Begin Text extract

On the other hand, it is relatively easy to show the shape of a function from a one dimensional space to another one-dimensional space. It is even easy to show a function from a one dimensional space to a two-dimensional space if one represents the graph as two separate graphs, one for each component dimension of the range (i.e. the target space).
So, I hit on the idea of showing the value of a complex function on a one-dimensional subset of the complex domain, with the intention that the user could interatively move the one-dimensional subset around.
I could have chosen a straight line as my subset. But there are some interesting theorems in complex analysis about the values of a complex function on, inside or outside a closed curve, so I decided it would be interesting to choose a circle. (To be precise, the circumference of a circle. Also, one could easily have the option of either a line or a circle, but so far I have only implemented a circle.)
I decided to program the visualization so that there was an initial circle showing the graph of f over the circle, and then the user could choose to manipulate the circle by moving it around and by changing its radius.
To display the value of the function f on the circle, it would be necessary to show each of the real and imaginary components of the value of f as a graph that somehow related to the circle.
The simplest way to do this is to use a form of polar coordinates where the angle coordinate corresponds to the location of z on the circle, and the radial coordinate corresponds to the real or imaginary component of f(z), where zero is on the circle, positive is outside the circle and negative is inside the circle.
There is a problem with this method of displaying the graph when overly negative values want to be a negative distance from the centre of the circle, and they "come out the other side". But this can be mitigated by providing an option to scale the graph size.
To emphasize that polar coordinates are being used, a polar coordinate grid should also be shown (and this adjusts accordingly when the graph is scaled).
I wrote Javascript code to make all this happen, but I wasn't completedly satisfied with the result. A consequence of the residue theorem is that the number of phase rotations of f(z) as z goes round the circle is equal to the number of simple zeroes inside the circle. You can sort of see this looking at two separate graphs for the real and imaginary components of f(z), but it requires a certain amount of thinking to interpret the in and out motion of the two graphs.
I realised it would be much easier to see the phase rotation if I combined the two component graphs into a single three-dimensional graph where, for example, the real component of f(z) is represented by radial distance, as before, and the imaginary component is represented by height above the screen.
Now I was back to not having enough dimensions. I needed at least one more dimension than the two dimensions of the screen. Did I need to rewrite everything from scratch as a WebGL 3D application? Or, could I get away with some kind of "poor man's 3D"?
Inspired by the example of "3D-wiggle" GIF files, I decided to see what I could do.
So, I added some Javascript animation to my page script, and I set it to alternate between two views of the intended 3D graph (and without particularly altering the accompanying domain colouring bitmap).

End Text extract
Begin Provided material

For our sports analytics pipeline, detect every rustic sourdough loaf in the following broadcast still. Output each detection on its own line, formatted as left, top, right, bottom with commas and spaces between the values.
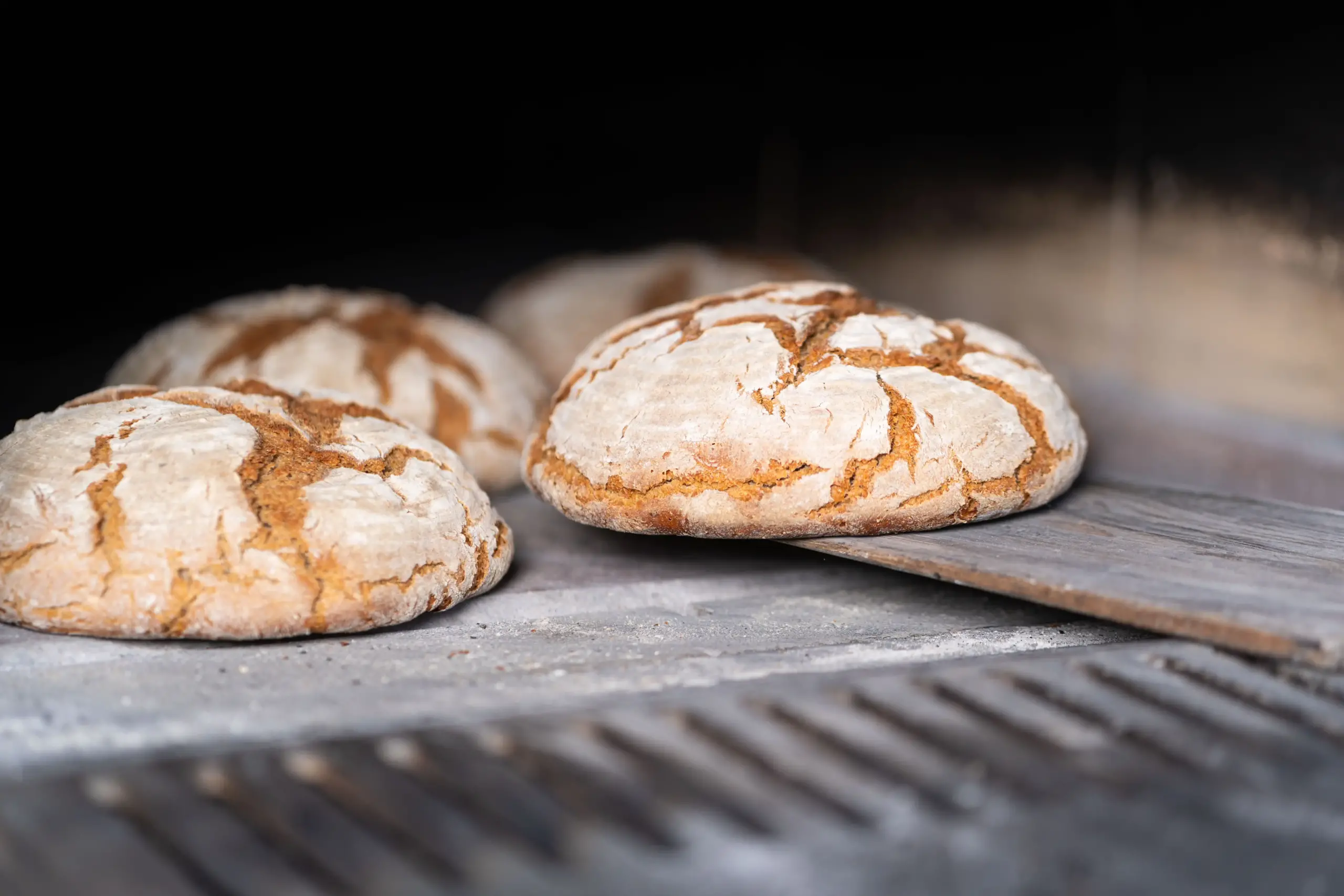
0, 380, 513, 638
108, 286, 547, 489
481, 243, 826, 388
524, 282, 1086, 537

End Provided material

> Exercise task
Continue the account of visualizing a complex function over a circle, starting after its final sentence about alternating between two views of the intended 3D graph.

> Output below
Unfortunately the result was not very convincing. There was movement, but I could not really "see" the 3D the way it was meant to be.
I tried a number of 3D hints, including rendering the path as a dashed path, to emphasize the actual direction of motion, and shadows, to give a sense of height.
In the end I found one simple but very critical hint, which is to correctly display whether or not the graph of f was going under or over the circle, and to thicken both the circle and the graph line to emphasize which was on top of the other.
To enable this, it was necessary to split the graph of f(z), represented as an SVG <path> element, into two distinct <path> elements – one for the "over" part of the graph, and one for the "under" part. Once that is done, CSS "z-index" ordering is all that is required to display the "over" and "under" correctly.
Also, once the path was split into two parts it was easy use opacity to place the "over" and "under" graphs over and under the HTML canvas element displaying the domain colouring, and set the canvas to be slightly transparent – not enough to make the domain colouring too faded, but enough to see the "under" part of the graph as if looking at it through a murky piece of coloured glass.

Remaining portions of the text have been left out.